# ARTICLE start
Hawmps! is a 1976 American Western slapstick film about a United States Cavalry experiment to introduce camels into the service in the western United States, specifically Texas. The cast included James Hampton, Christopher Connelly and Slim Pickens.

It was written by William Bickley, Joe Camp, and Michael Warren, directed by Joe Camp, and produced by Mulberry Square Productions.

Plot

Howard Clemmons tells his grandchildren about his adventures as a young U.S. Cavalry Lieutenant in 1854. Clemmons had no seniority, power or talent for the army and was therefore chosen to lead an experimental project using camels as cavalry mounts in the southwest U.S. Clemmons remembers arriving at Fort Val Verde, Texas, where Sgt. Uriah Tibbs is expecting Arabian horses. When Tibbs explains that he and his men competed for the privilege of being in the project, Clemmons declines to tell him the “Arabians” are actually camels. Clemmons then reports to the fort's commander, Col. Seymour Hawkins, who is more interested in his cannon practice than Clemmons's camel project. Later, Clemmons inspects the troops, including Nathaniel R. Higgins, who informs Clemmons that he re-enlisted so he could ride an Arabian horse. Although Clemmons wants to tell the men the truth, he is interrupted when a cook throws dishwater out the door and soaks him. When Clemmons and Tibbs later discuss the project at the saloon, they are accosted by Sgt. Naman Tucker, who is outraged his troopers did not receive the Arabian horses. A drunken Clemmons slides under the table as the two sergeants fight.

The next day, the camels arrive, but the troops ride their horses back to the fort in disgust, leaving Clemmons to deal with the camels. Hi Jolly, an Arab camel trainer, reports to Clemmons and as they herd camels through town, horses stampede in fright, ladies scream and dogs bark in fear. A wagon overturns, and a barrel splits open covering Col. Hawkins's daughter, Jennifer, in molasses. Hawkins berates Clemmons for the damage and plans to cancel the project, but Clemmons declares that the orders came from Jefferson Davis, the Secretary of War. That night, Jennifer sneaks into Clemmons's room, pours a small crock of molasses over his head, and declares them even before inviting him to afternoon tea. The next day, Hi Jolly gives his first lesson in camel care as Tucker rides up and insults Tibbs's men. Clemmons warns Tucker that if he insults the camel corps again, Clemmons will put him on report and transfer him into the camel project. To the cheers of Tibbs's men, Tucker apologizes and rides away. As Hi Jolly congratulates his comrade on raising the men's morale, Clemmons faints. Over time, the soldiers continue their camel training, but the lessons do not go well. When the men finally learn to mount the camels, the animals run wild, dumping them in the dirt and water troughs. That night, the men bet Tucker he cannot lasso a camel. When Tucker lands the rope around the camel's neck, the beast runs in panic, dragging Tucker behind. The next morning, the camel returns, still dragging Tucker, bleeding and bruised.
# ARTICLE end
# DATASET RECORDS start
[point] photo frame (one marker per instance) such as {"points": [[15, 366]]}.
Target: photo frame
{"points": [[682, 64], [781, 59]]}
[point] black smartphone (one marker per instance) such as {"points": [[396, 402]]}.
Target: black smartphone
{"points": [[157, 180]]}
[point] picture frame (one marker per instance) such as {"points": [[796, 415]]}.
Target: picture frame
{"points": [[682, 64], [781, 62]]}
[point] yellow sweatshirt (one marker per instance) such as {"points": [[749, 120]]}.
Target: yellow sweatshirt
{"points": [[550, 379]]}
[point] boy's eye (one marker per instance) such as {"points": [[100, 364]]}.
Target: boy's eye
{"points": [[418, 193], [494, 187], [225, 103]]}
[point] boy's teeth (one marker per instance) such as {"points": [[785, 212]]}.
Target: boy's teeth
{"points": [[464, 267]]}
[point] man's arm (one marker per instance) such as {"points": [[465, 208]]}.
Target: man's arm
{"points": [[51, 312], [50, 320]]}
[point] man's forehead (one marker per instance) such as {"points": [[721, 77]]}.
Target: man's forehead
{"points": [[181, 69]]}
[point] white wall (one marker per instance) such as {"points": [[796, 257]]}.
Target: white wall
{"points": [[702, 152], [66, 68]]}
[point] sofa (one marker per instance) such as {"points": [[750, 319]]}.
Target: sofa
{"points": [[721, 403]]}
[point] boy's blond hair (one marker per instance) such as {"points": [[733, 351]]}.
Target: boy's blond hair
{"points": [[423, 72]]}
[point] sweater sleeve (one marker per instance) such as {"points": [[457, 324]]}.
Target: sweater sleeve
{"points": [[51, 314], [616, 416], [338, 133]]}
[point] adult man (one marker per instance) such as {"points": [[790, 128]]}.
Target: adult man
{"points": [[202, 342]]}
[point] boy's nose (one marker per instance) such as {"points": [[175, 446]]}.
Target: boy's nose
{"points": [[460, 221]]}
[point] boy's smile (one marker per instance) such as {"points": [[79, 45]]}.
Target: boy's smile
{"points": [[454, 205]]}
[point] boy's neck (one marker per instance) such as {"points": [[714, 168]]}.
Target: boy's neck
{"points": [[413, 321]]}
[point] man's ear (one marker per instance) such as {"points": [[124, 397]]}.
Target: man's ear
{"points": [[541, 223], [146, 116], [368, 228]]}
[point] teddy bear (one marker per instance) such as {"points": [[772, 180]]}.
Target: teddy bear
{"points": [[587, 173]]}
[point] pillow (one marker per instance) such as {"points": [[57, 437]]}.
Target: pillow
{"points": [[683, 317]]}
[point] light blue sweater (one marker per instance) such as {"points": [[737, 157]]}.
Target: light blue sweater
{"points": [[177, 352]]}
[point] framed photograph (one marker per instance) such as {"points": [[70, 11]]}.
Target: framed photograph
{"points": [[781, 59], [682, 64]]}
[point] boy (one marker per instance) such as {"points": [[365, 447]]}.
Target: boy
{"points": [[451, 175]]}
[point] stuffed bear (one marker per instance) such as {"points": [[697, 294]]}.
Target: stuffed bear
# DATASET RECORDS end
WHAT YOU NEED TO DO
[A] Retype the listing from the line containing "[point] boy (one" down to the end of the listing, keeping every line unchanged.
[B] Please extend the Hawmps! article past its final sentence by continuing the plot summary.

EXERCISE RESULTS
[A]
[point] boy (one marker per instance) such as {"points": [[365, 447]]}.
Target: boy
{"points": [[451, 175]]}
[point] stuffed bear (one marker per instance) such as {"points": [[697, 294]]}.
Target: stuffed bear

[B]
As weeks pass, the men become proficient with their camels and Clemmons romances Jennifer. He is ordered to capture a Native American renegade and Clemmons and his men pursue the outlaws, but they are thrown off their camels at a river. Later, Hi Jolly explains that camels are afraid of water; if Clemmons had dismounted and demonstrated the water was shallow, the camels would have crossed. That night, Jennifer takes a stroll with Clemmons, who tells her Col. Hawkins is cancelling the camel project. When Clemmons whines that he is a failure, Jennifer scolds him for being too cowardly to fight for his career.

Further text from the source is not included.